What the task requires: Rewrite all the rows below, substituting "exercise" for "drill" wherever it appears and leaving everything else unchanged.
-- begin Supplied material --
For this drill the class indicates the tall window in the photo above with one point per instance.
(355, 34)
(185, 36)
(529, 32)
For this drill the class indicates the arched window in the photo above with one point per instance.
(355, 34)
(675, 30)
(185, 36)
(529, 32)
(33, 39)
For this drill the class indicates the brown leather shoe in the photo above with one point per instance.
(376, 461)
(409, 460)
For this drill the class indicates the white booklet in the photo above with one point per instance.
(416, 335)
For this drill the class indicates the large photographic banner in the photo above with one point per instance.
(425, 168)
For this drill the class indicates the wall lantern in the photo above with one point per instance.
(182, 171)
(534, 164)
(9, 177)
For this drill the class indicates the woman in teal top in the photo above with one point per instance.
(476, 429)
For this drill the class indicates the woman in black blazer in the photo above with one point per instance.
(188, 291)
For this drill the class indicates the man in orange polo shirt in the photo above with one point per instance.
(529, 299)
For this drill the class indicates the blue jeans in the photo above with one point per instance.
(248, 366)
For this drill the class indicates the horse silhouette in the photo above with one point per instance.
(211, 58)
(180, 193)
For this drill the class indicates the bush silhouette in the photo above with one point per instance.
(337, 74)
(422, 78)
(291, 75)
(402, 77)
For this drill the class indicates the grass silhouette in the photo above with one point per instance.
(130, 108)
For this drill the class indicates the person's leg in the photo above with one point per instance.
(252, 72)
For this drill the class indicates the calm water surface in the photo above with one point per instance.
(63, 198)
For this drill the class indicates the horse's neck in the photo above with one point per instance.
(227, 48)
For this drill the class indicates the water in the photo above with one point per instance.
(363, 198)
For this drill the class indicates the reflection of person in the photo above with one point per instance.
-- end Supplied material --
Reply to the exercise:
For this exercise the class indicates the tall window in the photo above with one point per instance.
(355, 34)
(185, 36)
(529, 32)
For this exercise the class indicates the arched window in the photo above with one point per instance.
(355, 34)
(675, 30)
(185, 36)
(529, 32)
(33, 39)
For this exercise the class indicates the brown leather shoe in the photo above with one point per instance.
(376, 461)
(409, 460)
For this exercise the class indicates the white booklet in the photo above with one point per instance.
(416, 335)
For this exercise the class indicates the large photographic banner in the photo above with one point per instance.
(425, 168)
For this exercise the class indicates the wall lantern in the photo above with one point per instance.
(182, 171)
(534, 164)
(9, 177)
For this exercise the class indicates the woman in teal top in the photo above with one point per instance.
(476, 429)
For this exercise the class indicates the woman in black blazer in the photo above with one point per instance.
(188, 291)
For this exercise the class indicates the man in orange polo shirt in the photo above with one point per instance.
(529, 299)
For this exercise the class indicates the blue jeans in the photo above with one point per instance.
(248, 366)
For this exercise the class indicates the horse silhouette in the photo above with one point per instance.
(211, 58)
(180, 193)
For this exercise the class indicates the bush silhouette in the photo above with one point per instance.
(337, 74)
(422, 78)
(291, 75)
(402, 77)
For this exercise the class indicates the grass silhouette in the photo above with one point per instance.
(130, 108)
For this exercise the class indicates the person's leg in the photo above with one point per instance.
(252, 72)
For this exercise the class indicates the calm water surface in the photo above with one point per instance.
(63, 198)
For this exercise the class indicates the horse's neck in the photo above with one point per instance.
(227, 48)
For this exercise the class indicates the water in the photo above with one point per instance.
(363, 198)
For this exercise the class indicates the reflection of person in the photo above with one point per instance.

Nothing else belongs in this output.